__Data for this exercise__.

────────

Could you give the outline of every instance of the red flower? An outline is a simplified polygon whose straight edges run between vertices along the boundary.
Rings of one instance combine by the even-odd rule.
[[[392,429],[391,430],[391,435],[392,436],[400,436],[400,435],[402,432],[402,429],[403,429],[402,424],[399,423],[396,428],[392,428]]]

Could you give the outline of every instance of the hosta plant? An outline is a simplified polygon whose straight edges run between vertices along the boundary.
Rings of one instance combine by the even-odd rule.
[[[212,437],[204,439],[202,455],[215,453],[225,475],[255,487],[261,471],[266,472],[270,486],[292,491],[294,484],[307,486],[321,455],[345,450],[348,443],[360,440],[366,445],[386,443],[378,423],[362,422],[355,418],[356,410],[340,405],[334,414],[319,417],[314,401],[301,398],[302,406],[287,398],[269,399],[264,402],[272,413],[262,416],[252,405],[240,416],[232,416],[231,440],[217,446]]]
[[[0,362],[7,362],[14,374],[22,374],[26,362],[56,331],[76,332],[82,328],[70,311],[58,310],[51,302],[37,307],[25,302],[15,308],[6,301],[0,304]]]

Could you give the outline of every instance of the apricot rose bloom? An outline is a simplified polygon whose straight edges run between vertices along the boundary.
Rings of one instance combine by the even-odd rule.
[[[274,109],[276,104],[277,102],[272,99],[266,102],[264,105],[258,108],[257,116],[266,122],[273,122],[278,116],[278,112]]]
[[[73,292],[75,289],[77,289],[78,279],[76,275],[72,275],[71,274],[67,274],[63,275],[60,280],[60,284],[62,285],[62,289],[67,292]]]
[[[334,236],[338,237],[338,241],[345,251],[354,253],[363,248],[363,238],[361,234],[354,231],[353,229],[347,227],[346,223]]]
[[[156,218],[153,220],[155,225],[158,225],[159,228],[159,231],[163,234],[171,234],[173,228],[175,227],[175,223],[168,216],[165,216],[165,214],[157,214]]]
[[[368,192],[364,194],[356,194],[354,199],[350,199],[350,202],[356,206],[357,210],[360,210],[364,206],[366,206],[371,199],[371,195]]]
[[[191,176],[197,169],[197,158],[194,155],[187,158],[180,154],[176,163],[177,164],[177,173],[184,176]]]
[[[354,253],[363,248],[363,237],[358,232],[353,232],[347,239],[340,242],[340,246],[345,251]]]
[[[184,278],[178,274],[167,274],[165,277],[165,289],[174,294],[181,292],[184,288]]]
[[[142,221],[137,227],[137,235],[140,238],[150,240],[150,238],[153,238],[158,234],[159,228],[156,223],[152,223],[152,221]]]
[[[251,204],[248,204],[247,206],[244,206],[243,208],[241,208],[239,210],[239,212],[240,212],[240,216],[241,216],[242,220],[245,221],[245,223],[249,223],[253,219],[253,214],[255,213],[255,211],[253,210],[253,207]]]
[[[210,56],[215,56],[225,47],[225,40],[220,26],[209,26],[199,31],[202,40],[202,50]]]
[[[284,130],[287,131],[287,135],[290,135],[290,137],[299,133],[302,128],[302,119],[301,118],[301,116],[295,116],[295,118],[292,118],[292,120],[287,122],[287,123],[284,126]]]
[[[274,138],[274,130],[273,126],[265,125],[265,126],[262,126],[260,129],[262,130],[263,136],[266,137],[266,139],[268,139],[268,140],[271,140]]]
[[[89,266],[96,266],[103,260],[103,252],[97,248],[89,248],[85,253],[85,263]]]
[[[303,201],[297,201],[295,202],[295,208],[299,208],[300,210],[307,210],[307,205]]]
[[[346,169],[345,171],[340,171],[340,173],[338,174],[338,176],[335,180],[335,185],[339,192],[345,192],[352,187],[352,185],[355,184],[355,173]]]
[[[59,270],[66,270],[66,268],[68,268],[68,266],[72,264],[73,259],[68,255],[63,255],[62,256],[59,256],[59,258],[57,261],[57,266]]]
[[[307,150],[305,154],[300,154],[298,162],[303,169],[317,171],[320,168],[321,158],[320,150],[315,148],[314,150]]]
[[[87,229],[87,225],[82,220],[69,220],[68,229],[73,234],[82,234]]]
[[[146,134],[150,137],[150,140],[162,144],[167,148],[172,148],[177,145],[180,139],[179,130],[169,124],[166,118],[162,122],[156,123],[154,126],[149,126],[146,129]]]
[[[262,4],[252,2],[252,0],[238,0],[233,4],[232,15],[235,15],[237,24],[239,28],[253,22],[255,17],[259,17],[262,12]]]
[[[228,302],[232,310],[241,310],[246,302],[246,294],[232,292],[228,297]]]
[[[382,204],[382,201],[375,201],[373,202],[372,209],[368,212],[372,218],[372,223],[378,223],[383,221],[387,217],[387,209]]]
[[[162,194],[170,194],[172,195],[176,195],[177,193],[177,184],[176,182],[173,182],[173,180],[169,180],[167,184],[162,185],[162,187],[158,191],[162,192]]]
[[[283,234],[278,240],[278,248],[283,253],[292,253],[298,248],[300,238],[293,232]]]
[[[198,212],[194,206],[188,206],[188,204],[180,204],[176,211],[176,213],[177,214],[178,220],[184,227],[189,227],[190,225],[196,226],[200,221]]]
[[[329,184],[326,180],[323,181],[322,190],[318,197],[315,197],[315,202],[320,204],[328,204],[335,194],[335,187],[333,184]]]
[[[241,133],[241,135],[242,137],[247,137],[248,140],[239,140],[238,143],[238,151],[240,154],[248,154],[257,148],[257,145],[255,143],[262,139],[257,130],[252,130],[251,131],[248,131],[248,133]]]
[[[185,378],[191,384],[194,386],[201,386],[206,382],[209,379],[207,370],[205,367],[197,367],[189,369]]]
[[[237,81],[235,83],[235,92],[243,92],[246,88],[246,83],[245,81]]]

────────

__Written request__.
Restate the listing in full, word for word.

__Exercise answer__.
Could you give the outline of every instance of the red flower? An outline is a simplified polygon whose straight edges run between vertices along the boundary.
Rings of one instance combine by the even-odd rule.
[[[392,429],[391,430],[391,435],[392,436],[400,436],[400,435],[402,432],[402,429],[403,429],[402,424],[399,423],[396,428],[392,428]]]

Could you give the outline of every instance of the hosta plant? An outline is a simplified polygon whose straight edges run between vertices along the boundary.
Rings of one instance combine by the even-odd rule.
[[[212,437],[204,439],[202,455],[215,453],[225,475],[255,487],[261,471],[266,472],[270,486],[292,491],[294,484],[307,486],[321,455],[345,450],[348,443],[360,440],[366,445],[386,443],[378,423],[362,422],[355,418],[356,410],[340,405],[334,414],[319,417],[314,401],[301,398],[302,406],[287,398],[269,399],[264,402],[272,413],[262,416],[252,405],[240,416],[232,416],[231,440],[217,446]]]
[[[0,362],[7,362],[14,374],[22,374],[26,362],[56,331],[76,332],[82,328],[70,311],[58,310],[51,302],[37,307],[25,302],[15,308],[6,301],[0,304]]]

Could you give the outline of every instance of the apricot rose bloom? An outline is a simplified polygon whose straight edges run between vertices along the boundary.
Rings of one instance combine by the even-odd rule.
[[[274,109],[276,104],[277,102],[272,99],[266,102],[264,105],[258,108],[257,116],[266,122],[273,122],[278,116],[278,112]]]
[[[73,292],[75,289],[77,289],[78,279],[76,275],[72,275],[71,274],[67,274],[63,275],[60,280],[60,284],[62,285],[62,289],[67,292]]]
[[[334,236],[338,237],[338,241],[345,251],[354,253],[363,248],[363,238],[361,234],[354,231],[353,229],[347,227],[346,223]]]
[[[156,218],[153,220],[155,225],[158,225],[159,228],[159,231],[163,234],[171,234],[173,228],[175,227],[175,223],[168,216],[165,216],[165,214],[157,214]]]
[[[368,192],[364,194],[356,194],[354,199],[350,199],[350,202],[356,206],[357,210],[360,210],[364,206],[366,206],[371,199],[371,195]]]
[[[191,176],[197,169],[197,158],[194,155],[187,158],[180,154],[176,163],[177,164],[177,173],[184,176]]]
[[[354,253],[363,248],[363,237],[358,232],[353,232],[347,239],[340,242],[340,246],[345,251]]]
[[[184,278],[178,274],[167,274],[165,277],[165,289],[174,294],[181,292],[184,288]]]
[[[142,221],[137,227],[137,235],[140,238],[150,240],[150,238],[153,238],[158,234],[159,228],[156,223],[152,223],[152,221]]]
[[[251,204],[248,204],[247,206],[244,206],[243,208],[241,208],[239,210],[239,212],[240,212],[240,216],[241,216],[242,220],[245,221],[245,223],[249,223],[253,219],[253,214],[255,213],[255,211],[253,210],[253,207]]]
[[[210,56],[215,56],[225,47],[225,40],[220,26],[209,26],[199,31],[202,40],[202,50]]]
[[[284,130],[287,131],[287,135],[290,135],[290,137],[299,133],[302,128],[302,119],[301,118],[301,116],[295,116],[295,118],[292,118],[292,120],[287,122],[287,123],[284,126]]]
[[[274,138],[274,130],[273,126],[265,125],[265,126],[262,126],[260,129],[262,130],[263,136],[266,137],[266,139],[268,139],[268,140],[271,140]]]
[[[89,266],[96,266],[103,260],[103,252],[97,248],[89,248],[85,253],[85,263]]]
[[[303,201],[297,201],[295,202],[295,208],[299,208],[300,210],[307,210],[307,205]]]
[[[346,169],[345,171],[340,171],[340,173],[338,174],[338,176],[335,180],[335,185],[339,192],[345,192],[352,187],[352,185],[355,184],[355,173]]]
[[[59,270],[66,270],[66,268],[68,268],[68,266],[72,264],[73,259],[68,255],[63,255],[62,256],[59,256],[59,258],[57,261],[57,266]]]
[[[307,150],[305,154],[300,154],[298,162],[303,169],[317,171],[320,168],[321,158],[320,150],[315,148],[314,150]]]
[[[87,229],[87,225],[82,220],[69,220],[68,229],[73,234],[82,234]]]
[[[146,134],[150,137],[150,140],[162,144],[167,148],[172,148],[177,145],[180,139],[179,130],[169,124],[166,118],[162,122],[156,123],[154,126],[149,126],[146,129]]]
[[[262,4],[252,2],[252,0],[238,0],[233,4],[232,15],[235,15],[237,24],[239,28],[253,22],[255,17],[259,17],[262,12]]]
[[[228,302],[232,310],[241,310],[246,302],[246,294],[232,292],[228,297]]]
[[[382,204],[382,201],[375,201],[373,202],[372,209],[368,212],[372,218],[372,223],[378,223],[383,221],[387,217],[387,209]]]
[[[162,194],[170,194],[172,195],[176,195],[177,193],[177,184],[176,182],[173,182],[173,180],[169,180],[167,184],[162,185],[162,187],[158,191],[162,192]]]
[[[283,234],[278,240],[278,248],[283,253],[292,253],[298,248],[300,238],[293,232]]]
[[[198,212],[194,206],[188,206],[188,204],[180,204],[176,211],[176,213],[177,214],[178,220],[184,227],[189,227],[190,225],[196,226],[200,221]]]
[[[329,184],[326,180],[323,181],[322,190],[318,197],[315,197],[315,202],[320,204],[328,204],[335,194],[335,187],[333,184]]]
[[[241,133],[241,135],[242,137],[247,137],[248,140],[239,140],[238,143],[238,151],[240,154],[248,154],[257,148],[257,145],[255,143],[262,139],[257,130],[252,130],[251,131],[248,131],[248,133]]]
[[[185,378],[191,384],[194,386],[201,386],[206,382],[209,379],[207,370],[205,367],[197,367],[189,369]]]
[[[237,81],[235,83],[235,92],[243,92],[246,88],[246,83],[245,81]]]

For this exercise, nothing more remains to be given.